■ YOUR OBJECTIVE
If a line of the entries below includes the word "pixels", it counts; state the total and nothing further.

■ DATASET EXTRACT
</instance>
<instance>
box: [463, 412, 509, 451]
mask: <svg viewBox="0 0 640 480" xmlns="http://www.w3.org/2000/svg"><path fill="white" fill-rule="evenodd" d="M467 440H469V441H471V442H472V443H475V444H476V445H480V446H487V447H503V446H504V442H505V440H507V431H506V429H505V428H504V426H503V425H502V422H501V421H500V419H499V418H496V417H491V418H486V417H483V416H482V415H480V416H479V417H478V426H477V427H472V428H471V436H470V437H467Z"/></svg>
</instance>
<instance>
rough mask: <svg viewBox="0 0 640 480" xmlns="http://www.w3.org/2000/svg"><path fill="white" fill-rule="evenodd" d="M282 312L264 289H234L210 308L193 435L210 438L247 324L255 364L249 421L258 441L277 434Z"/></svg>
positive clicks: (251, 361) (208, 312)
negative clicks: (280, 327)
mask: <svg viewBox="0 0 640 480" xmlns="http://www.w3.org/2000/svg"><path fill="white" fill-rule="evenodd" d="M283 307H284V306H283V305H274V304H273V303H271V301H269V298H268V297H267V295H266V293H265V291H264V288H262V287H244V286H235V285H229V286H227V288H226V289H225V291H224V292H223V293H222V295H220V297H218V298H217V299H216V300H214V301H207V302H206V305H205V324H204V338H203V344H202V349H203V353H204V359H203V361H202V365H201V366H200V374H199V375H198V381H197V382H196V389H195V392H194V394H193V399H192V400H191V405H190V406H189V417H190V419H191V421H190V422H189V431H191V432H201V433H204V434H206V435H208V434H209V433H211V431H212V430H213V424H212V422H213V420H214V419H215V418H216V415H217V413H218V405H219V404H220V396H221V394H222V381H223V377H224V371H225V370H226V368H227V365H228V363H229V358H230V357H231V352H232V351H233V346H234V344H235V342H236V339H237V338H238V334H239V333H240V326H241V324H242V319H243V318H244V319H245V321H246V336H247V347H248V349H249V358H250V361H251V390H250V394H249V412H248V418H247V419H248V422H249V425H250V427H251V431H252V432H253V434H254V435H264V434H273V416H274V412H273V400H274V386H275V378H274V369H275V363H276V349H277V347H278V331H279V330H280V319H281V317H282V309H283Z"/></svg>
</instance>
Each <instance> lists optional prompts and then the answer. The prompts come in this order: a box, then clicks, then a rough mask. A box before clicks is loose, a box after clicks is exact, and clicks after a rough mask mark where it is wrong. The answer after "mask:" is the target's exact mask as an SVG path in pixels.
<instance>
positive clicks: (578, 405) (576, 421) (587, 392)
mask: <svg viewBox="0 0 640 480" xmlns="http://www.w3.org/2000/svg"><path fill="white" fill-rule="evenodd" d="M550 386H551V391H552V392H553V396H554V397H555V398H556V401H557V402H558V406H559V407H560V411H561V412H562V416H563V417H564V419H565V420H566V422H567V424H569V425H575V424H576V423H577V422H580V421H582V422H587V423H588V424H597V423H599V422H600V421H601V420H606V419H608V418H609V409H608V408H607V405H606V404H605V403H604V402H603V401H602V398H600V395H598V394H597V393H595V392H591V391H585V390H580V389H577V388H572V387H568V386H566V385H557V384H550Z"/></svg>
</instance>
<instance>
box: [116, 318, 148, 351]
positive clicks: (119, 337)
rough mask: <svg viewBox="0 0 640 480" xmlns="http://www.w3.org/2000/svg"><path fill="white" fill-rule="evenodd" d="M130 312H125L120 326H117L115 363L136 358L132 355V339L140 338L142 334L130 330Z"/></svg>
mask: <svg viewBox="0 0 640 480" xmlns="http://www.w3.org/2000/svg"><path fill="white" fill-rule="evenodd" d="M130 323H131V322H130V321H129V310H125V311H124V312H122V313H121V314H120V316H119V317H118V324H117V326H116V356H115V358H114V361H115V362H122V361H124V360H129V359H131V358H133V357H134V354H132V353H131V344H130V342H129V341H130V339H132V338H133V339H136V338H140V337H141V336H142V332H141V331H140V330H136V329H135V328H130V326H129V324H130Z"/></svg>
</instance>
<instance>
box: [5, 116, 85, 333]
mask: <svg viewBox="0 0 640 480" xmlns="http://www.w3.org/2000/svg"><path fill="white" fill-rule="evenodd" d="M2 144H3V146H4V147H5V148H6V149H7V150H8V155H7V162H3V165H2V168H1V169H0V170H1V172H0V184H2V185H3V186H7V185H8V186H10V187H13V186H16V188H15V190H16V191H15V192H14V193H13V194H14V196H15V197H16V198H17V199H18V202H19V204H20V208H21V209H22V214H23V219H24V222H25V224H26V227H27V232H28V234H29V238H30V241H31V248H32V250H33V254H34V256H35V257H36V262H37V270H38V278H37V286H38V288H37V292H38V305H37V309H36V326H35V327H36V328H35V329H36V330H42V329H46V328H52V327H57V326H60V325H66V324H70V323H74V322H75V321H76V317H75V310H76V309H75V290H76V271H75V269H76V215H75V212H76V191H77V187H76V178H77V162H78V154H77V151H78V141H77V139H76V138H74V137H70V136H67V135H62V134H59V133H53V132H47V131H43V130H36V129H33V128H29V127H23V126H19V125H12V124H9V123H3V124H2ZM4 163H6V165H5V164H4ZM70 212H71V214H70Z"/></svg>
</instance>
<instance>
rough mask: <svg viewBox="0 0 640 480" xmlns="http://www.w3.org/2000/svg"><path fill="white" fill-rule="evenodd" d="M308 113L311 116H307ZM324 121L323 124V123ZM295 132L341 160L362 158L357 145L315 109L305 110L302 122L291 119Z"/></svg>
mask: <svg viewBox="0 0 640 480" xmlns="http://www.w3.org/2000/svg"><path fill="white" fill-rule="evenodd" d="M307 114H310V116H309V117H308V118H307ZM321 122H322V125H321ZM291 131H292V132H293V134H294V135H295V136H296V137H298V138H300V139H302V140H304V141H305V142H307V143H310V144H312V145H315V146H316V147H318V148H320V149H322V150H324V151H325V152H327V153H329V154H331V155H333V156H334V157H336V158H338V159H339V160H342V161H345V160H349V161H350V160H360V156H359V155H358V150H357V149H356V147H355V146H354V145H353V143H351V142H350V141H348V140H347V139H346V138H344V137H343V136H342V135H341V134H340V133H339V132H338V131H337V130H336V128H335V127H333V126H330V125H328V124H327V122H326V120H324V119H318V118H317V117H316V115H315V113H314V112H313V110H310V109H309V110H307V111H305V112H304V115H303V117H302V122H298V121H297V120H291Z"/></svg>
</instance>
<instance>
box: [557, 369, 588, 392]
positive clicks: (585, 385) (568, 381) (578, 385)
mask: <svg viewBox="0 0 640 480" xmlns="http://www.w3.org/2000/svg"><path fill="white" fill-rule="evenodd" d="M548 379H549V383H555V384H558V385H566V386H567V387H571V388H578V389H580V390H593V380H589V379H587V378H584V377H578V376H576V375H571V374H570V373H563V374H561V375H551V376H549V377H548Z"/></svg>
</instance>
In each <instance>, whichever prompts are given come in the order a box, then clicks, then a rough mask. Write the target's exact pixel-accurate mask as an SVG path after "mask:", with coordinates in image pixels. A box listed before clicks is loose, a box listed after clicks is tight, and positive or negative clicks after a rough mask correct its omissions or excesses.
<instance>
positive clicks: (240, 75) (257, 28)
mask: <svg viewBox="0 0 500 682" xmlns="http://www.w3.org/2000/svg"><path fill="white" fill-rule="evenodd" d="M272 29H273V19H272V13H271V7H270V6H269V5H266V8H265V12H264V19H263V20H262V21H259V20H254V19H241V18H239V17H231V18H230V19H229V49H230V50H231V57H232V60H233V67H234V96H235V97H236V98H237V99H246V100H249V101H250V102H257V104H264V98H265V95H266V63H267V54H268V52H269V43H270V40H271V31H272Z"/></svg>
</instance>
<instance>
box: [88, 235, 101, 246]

■ EXERCISE RESPONSE
2